EXERCISE — Extract from the listing below every line that contains the string "cloud", and treat case as significant when matching.

DATA SUPPLIED —

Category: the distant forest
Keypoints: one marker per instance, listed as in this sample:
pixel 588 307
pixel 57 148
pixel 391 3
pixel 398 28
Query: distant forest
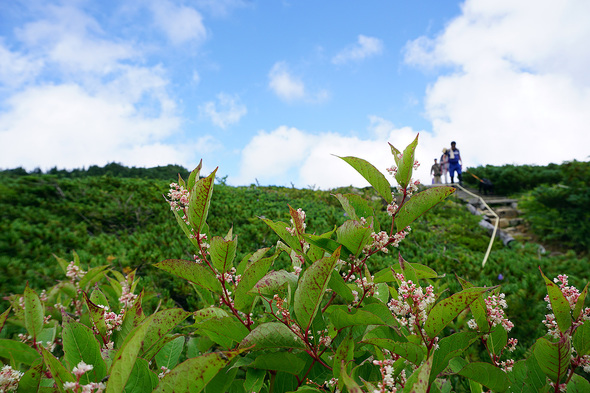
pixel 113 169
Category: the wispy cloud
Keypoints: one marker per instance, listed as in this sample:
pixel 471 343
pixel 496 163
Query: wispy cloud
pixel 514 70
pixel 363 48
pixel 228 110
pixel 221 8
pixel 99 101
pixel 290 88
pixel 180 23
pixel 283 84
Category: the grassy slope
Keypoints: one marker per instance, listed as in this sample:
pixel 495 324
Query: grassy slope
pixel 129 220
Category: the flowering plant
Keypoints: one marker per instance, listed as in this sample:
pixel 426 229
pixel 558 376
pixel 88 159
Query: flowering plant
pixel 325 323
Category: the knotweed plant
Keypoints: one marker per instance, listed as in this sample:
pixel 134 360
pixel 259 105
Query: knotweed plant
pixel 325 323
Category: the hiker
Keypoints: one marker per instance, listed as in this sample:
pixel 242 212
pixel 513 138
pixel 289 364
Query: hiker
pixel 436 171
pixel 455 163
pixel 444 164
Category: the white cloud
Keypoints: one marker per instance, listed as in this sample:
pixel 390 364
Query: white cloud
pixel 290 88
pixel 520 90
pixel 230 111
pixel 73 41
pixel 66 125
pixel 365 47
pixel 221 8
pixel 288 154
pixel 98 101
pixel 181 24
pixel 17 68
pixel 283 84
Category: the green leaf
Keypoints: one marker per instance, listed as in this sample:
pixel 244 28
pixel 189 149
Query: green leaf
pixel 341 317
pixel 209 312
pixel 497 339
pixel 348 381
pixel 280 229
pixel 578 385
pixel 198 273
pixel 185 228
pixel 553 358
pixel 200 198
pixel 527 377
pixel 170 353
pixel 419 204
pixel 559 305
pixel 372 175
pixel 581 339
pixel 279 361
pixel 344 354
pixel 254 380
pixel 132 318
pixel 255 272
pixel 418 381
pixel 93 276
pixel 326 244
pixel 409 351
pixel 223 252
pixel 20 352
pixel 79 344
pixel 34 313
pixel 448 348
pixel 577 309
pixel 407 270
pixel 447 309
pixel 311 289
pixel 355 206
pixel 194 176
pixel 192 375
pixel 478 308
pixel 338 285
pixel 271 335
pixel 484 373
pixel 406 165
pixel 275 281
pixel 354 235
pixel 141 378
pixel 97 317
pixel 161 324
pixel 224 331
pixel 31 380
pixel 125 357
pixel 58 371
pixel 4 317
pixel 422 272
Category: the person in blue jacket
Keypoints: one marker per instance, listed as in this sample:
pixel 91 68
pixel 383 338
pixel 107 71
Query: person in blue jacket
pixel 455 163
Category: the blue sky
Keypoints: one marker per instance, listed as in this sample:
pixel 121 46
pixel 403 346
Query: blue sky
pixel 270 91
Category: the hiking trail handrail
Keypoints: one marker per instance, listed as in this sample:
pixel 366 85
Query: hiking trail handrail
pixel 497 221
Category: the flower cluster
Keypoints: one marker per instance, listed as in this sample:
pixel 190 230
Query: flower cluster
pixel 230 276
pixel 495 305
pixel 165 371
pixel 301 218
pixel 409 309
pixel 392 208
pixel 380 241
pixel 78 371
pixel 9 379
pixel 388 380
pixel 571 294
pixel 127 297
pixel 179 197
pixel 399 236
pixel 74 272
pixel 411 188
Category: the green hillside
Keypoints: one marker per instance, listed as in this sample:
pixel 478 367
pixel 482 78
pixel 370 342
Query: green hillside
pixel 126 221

---

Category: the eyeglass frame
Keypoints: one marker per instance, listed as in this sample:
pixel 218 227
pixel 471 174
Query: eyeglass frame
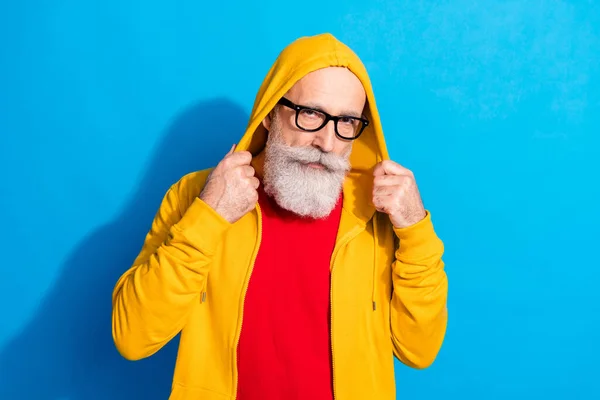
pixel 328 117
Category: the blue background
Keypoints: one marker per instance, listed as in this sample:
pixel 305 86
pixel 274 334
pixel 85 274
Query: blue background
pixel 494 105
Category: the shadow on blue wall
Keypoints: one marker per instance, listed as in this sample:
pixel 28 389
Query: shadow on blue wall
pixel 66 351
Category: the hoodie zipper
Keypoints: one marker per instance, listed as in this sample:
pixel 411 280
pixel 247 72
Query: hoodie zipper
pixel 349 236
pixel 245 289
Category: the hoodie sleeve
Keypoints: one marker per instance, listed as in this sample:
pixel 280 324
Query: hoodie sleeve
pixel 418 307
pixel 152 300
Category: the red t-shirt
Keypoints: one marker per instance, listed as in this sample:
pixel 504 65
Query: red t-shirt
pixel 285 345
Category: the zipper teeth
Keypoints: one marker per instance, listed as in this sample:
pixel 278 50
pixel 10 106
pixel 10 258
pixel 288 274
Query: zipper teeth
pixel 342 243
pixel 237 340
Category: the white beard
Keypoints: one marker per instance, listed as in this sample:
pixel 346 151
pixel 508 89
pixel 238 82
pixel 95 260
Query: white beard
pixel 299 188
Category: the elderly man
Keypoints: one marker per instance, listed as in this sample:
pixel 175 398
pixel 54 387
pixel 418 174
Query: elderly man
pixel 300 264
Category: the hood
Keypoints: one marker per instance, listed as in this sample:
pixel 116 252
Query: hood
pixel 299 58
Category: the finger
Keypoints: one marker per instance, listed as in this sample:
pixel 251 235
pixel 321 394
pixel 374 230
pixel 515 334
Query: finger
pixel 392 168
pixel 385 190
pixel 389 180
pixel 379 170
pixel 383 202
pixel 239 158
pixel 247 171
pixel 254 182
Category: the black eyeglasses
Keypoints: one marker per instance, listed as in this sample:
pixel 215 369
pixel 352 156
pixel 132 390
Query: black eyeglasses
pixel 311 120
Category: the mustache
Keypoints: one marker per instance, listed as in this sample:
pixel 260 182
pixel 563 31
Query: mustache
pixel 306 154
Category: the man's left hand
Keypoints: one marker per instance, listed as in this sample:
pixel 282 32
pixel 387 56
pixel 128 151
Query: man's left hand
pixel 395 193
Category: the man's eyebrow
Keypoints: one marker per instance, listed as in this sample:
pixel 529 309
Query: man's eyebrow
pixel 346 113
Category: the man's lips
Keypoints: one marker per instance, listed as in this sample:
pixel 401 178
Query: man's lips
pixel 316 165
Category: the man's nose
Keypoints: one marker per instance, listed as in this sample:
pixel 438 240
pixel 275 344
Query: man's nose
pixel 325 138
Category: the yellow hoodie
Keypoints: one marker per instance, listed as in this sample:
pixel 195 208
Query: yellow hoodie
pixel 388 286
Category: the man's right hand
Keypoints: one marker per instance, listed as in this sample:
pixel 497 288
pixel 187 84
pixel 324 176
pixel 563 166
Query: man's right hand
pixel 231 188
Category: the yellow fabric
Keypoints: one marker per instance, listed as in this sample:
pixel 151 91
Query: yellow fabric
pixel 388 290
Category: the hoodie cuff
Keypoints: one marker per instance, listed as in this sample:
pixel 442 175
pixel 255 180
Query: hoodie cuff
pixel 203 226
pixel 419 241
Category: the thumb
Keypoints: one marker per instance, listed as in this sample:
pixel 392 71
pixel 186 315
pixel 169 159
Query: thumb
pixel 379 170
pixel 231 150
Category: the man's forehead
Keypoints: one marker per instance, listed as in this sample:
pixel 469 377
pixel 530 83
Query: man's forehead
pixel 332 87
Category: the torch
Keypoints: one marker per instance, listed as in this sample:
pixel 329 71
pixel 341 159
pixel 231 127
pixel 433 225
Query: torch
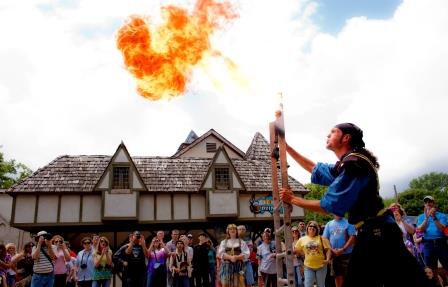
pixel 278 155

RESULT OF THE TASK —
Category: the wispy cloud
Query: wispy cloud
Category: the white cloud
Query: white cloud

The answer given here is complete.